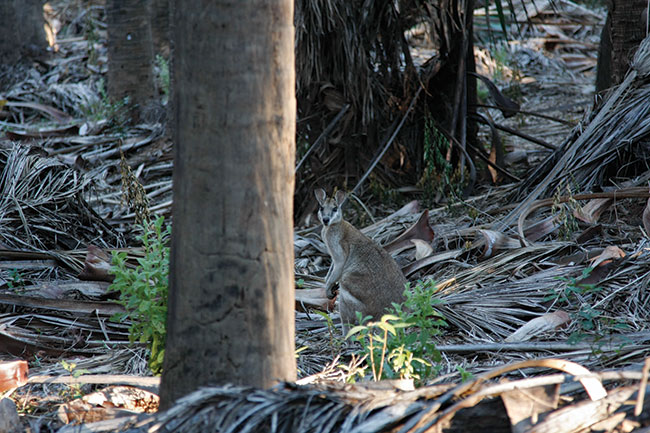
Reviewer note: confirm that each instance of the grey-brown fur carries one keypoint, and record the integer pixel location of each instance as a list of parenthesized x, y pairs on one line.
[(369, 279)]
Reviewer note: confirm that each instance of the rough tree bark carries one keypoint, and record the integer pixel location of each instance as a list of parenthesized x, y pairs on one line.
[(21, 29), (159, 14), (230, 316), (130, 56)]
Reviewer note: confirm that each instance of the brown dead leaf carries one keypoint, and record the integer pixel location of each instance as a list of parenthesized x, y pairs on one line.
[(420, 230), (495, 241), (590, 213), (539, 325), (541, 228), (422, 248), (607, 256), (13, 374), (96, 265)]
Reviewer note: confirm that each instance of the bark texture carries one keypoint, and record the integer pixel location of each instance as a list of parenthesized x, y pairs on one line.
[(21, 29), (230, 317), (159, 13), (623, 32), (130, 55)]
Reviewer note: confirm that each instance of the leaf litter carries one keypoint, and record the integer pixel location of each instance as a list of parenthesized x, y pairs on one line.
[(503, 281)]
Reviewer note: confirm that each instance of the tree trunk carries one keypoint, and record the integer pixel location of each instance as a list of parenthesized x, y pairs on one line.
[(130, 57), (159, 13), (21, 29), (623, 32), (231, 297)]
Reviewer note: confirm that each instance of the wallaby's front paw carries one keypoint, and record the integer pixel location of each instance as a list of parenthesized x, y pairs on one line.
[(331, 292)]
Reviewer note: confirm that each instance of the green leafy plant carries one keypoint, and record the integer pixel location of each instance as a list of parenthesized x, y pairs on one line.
[(564, 211), (335, 342), (586, 317), (143, 290), (439, 177), (401, 344)]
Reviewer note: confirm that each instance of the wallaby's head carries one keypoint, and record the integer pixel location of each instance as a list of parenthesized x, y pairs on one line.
[(330, 208)]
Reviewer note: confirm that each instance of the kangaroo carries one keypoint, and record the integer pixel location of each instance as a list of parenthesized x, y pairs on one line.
[(369, 279)]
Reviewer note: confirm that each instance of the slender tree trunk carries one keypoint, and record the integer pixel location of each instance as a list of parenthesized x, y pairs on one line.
[(21, 29), (159, 13), (230, 315), (130, 56), (623, 32)]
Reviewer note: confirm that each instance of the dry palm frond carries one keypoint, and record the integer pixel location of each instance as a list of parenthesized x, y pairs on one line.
[(618, 126), (41, 206)]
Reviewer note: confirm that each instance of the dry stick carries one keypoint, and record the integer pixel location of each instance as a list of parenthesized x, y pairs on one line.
[(532, 113), (641, 394), (388, 143), (485, 159), (322, 136), (525, 136), (636, 192), (431, 417)]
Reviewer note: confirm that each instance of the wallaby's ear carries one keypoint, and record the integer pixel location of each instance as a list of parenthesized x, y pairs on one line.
[(339, 197), (320, 195)]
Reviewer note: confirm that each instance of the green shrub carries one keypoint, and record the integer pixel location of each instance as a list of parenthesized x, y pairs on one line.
[(143, 290), (401, 344)]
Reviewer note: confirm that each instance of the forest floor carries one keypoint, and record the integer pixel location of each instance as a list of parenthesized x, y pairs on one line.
[(61, 156)]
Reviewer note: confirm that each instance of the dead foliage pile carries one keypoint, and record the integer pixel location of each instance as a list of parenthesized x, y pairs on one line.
[(569, 401)]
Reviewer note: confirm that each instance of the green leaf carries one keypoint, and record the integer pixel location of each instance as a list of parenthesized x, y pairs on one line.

◆ **Exercise requirements**
Copy all of the lines above word for word, and leave out any pictures.

◆ **The output**
Reviewer note: confirm that each instance of the grey-brown fur carries one keypoint, and record the integer pixel location of each instance as a list of parenthesized x, y pairs on one line.
[(369, 279)]
Reviewer note: confirm that each instance of the rough tree bark carries one keypoint, and record the integer pixel location of each instance as a list of parenthesized x, y pairs on one line.
[(21, 29), (159, 14), (230, 316), (130, 56)]
Reviewer note: confirm that each instance of the brown dead leaf carries one keypoint, and record the integer pixel location of each instance as a list of parenthesized x, y pairs on one line.
[(420, 230), (495, 241), (590, 213), (539, 325), (541, 228), (422, 248), (607, 256), (13, 374), (96, 265)]
Reviewer note: confirm that each instance of the bark texture carries one keypoint, and record the integer pixel location of each instance as a list of parenthesized x, y pairs on one line.
[(21, 29), (230, 317), (159, 13), (623, 32), (130, 55)]
Reviewer note: confirm that each instance of the leaf litter carries one keypoint, and record the integer pixel location of each instance as a list of parenthesized x, y pairs on one line.
[(503, 281)]
Reviewer note: confirm that each instance of the tree trunk carries one keypoint, and record the integer pixel location of each instance as a list of parenthesized x, y pairs on one line.
[(130, 57), (159, 13), (21, 29), (623, 32), (231, 297)]
Reviewer note: confirm that each instance of the wallaby's front paw carries one keypoint, and record the integer pixel location of each instance as a list of parenthesized x, y pairs on one line.
[(331, 292)]
Reviewer note: confirm that each instance of the green leafy plant carries one keypoint, and record the integer pixel location of each instance as a list of parenthesized x, y pairs on one line.
[(564, 211), (335, 342), (586, 317), (143, 290), (439, 177), (401, 344)]
Reviewer note: confirm that each instance of the wallaby's head carries one keypoint, and record the integer pixel location of each instance as a list of parenthesized x, y pairs on one line.
[(330, 208)]
Reviewer note: confirm that each instance of the kangaroo carries one keypoint, and record the integer pixel location of each instance as a list of parenthesized x, y pairs on one line.
[(369, 279)]
Reviewer note: confirm that each instance of the slender tree trunk carries one keypoint, and record the integer pixel location of each instance as a list of parenthesized x, y pairs on one line.
[(21, 29), (159, 13), (230, 315), (130, 56), (623, 32)]
Reviewer note: confirm that each instance of the dry palm frond carries one keypoint, and record the integer pixel location of each instance as a list of parenthesized x, y pairs on one line.
[(618, 126), (41, 206)]
Reviewer note: confirm that each instance of the dry stick carries one keypoint, and record the integer pixel location of each instance as a list of parenthesized x, y pairs on one line.
[(532, 113), (641, 394), (388, 143), (485, 159), (322, 136), (525, 136), (636, 192), (431, 417)]
Reviewer note: confirm that each instance of the wallaby's ear carries one keypoint, and record the integer pixel location of each instance as a list of parenthesized x, y pairs on one line.
[(339, 197), (320, 195)]
Reviewer note: confirm that each instance of the green shrub carries one keypoint, and record the integer pixel location of each instance as a list of parenthesized x, y pairs on one line.
[(143, 290), (401, 344)]
Reviewer note: confirm that each instance of the forest floor carries one keypoint, and record the integer pixel location of each instance as a list of parenthesized x, y pairs on one line.
[(61, 156)]
Reviewer note: confirm that each instance of the dead foliage pile carries one keypoint, and record the integer pixel location of each instance as a list of parenthesized x, y pairs on one line.
[(569, 401)]
Reviewer note: confirm that each instance of the green leaf carries one keypoint, and record the integer pixel location of each instance as a list of parenthesized x, y pairs on one line.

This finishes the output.